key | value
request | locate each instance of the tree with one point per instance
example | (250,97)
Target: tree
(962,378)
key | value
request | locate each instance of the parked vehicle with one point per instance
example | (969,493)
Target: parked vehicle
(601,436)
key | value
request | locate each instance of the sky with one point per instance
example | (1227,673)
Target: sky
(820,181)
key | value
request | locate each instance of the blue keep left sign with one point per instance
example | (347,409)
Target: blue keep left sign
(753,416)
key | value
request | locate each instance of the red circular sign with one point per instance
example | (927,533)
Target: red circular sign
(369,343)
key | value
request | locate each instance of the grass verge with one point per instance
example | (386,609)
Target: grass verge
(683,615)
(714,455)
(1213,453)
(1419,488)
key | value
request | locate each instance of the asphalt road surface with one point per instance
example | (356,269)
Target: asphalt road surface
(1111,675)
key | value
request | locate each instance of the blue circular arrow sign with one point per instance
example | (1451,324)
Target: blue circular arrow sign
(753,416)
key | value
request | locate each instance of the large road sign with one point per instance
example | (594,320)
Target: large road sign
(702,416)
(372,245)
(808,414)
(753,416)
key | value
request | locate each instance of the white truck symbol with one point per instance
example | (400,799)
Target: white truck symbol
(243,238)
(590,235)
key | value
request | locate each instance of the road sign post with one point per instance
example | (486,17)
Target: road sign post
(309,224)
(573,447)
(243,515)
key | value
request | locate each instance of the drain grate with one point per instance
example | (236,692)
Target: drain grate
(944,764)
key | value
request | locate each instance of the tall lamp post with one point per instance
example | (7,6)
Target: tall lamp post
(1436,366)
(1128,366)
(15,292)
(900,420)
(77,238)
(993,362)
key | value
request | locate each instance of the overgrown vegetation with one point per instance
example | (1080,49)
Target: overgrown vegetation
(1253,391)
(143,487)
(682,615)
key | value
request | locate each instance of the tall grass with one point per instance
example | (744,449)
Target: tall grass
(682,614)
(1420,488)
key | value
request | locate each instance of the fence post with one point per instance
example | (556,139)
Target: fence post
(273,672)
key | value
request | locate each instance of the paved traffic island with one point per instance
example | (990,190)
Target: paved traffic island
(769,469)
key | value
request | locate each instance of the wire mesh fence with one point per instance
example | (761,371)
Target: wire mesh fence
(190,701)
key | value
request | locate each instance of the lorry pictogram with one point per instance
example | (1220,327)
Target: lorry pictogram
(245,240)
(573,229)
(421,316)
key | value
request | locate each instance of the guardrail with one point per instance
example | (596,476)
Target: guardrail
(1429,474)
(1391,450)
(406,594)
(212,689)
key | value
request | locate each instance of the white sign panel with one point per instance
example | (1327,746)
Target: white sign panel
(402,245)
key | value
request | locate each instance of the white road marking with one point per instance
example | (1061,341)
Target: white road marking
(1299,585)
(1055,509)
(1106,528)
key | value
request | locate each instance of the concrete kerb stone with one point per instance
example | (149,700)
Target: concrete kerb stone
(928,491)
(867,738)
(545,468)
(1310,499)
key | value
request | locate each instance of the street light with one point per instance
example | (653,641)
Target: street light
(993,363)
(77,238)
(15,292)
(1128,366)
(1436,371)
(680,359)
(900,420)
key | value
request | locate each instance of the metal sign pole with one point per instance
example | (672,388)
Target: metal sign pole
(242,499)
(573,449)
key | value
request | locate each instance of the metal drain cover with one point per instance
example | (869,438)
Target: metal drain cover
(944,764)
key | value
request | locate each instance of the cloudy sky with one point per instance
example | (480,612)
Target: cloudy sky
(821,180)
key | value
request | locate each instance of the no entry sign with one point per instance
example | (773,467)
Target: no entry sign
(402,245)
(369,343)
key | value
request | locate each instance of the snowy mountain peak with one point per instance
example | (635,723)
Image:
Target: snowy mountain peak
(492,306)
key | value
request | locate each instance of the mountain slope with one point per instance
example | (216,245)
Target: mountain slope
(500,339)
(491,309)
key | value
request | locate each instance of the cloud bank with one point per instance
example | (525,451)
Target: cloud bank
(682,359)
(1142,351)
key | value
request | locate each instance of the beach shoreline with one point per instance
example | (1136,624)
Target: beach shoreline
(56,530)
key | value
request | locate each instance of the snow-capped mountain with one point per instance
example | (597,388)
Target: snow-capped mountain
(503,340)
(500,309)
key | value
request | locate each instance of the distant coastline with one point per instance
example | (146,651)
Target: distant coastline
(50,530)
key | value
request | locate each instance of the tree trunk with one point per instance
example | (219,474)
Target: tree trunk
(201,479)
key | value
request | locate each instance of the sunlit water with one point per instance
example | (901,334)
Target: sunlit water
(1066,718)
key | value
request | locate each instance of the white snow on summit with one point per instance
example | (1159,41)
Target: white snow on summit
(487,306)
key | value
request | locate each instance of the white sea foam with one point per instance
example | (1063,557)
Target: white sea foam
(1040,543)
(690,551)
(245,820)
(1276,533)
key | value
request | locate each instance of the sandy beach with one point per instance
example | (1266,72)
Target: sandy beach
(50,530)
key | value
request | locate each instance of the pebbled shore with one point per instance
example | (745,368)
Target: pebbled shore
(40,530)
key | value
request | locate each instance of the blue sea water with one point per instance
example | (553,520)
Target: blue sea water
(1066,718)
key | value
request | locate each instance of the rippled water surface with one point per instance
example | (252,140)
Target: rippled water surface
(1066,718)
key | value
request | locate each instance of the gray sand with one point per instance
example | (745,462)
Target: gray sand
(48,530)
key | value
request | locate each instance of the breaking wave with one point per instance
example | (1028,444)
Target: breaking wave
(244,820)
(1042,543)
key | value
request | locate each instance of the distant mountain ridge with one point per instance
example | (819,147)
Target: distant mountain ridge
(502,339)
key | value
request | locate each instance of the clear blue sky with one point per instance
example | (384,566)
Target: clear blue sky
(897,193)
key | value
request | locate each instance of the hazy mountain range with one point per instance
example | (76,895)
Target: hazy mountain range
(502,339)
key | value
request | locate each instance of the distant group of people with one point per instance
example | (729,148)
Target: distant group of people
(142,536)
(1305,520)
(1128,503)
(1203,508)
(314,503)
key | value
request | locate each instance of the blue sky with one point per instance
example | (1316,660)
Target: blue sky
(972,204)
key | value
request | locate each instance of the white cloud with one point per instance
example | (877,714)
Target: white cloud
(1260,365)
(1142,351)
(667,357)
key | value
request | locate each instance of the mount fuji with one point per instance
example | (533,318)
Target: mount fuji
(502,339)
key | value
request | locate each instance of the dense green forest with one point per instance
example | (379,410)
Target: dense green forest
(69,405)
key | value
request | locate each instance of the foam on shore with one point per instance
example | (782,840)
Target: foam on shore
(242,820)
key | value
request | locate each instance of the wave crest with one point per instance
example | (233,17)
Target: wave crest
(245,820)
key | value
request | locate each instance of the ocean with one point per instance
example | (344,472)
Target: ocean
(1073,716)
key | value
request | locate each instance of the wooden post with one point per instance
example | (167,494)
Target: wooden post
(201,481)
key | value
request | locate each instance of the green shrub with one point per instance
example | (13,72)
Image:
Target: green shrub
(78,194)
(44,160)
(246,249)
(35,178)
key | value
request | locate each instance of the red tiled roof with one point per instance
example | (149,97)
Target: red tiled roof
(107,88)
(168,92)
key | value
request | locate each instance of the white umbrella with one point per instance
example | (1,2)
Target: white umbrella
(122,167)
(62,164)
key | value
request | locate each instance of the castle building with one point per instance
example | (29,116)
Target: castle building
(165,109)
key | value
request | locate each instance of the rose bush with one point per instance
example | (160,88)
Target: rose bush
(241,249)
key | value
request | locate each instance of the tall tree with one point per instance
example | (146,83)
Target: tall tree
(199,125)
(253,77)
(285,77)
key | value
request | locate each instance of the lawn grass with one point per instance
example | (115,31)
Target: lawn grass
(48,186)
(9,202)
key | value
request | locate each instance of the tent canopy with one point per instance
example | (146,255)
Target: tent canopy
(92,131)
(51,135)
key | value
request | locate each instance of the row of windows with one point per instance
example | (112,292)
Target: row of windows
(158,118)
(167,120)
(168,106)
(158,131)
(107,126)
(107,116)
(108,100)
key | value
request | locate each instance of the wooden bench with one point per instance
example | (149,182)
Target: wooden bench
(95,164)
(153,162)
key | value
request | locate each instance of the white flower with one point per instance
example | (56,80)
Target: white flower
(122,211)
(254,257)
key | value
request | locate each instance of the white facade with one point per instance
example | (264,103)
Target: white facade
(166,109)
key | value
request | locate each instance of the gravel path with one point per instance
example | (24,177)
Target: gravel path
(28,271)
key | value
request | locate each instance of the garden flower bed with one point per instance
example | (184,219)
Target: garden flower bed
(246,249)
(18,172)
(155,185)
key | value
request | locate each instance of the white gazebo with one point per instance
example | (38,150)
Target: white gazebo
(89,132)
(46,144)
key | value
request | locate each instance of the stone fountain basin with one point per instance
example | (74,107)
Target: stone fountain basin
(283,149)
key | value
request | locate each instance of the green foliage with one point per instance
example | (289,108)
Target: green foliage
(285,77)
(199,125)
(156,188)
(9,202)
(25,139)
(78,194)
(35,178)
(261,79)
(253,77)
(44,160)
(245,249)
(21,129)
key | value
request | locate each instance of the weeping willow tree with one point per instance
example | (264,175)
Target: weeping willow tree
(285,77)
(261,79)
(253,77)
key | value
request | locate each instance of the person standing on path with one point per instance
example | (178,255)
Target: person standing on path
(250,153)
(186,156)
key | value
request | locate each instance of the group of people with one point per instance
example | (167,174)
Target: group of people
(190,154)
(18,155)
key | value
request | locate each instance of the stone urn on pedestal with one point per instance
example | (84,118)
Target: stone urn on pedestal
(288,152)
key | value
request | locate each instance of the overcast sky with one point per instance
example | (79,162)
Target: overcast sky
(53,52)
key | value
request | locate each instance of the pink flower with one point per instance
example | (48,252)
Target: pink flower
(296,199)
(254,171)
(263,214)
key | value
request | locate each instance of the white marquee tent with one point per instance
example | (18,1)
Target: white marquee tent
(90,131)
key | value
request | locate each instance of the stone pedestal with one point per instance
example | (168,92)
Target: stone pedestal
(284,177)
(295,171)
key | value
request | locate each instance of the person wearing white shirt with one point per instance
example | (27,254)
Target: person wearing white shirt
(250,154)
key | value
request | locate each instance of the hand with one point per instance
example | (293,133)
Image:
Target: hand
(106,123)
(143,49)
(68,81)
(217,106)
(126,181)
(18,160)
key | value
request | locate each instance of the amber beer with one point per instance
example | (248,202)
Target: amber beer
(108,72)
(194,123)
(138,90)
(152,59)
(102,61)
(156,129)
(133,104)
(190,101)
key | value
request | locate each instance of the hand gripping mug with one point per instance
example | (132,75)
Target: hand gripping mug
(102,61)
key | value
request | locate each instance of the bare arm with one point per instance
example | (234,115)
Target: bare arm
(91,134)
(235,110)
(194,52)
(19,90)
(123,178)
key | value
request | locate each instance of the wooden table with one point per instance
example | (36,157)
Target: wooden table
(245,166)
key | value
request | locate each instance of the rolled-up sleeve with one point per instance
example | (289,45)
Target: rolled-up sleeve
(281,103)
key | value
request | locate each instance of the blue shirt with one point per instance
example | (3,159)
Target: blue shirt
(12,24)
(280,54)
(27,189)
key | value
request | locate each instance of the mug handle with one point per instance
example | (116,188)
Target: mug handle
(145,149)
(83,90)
+++
Which lines in the rows above contain the word "metal"? Pull out each of them and copy it in full.

request | locate each instance of the metal sign pole with one point per instance
Target: metal sign pole
request | locate each instance of the metal drain cover with one point per instance
Target: metal drain cover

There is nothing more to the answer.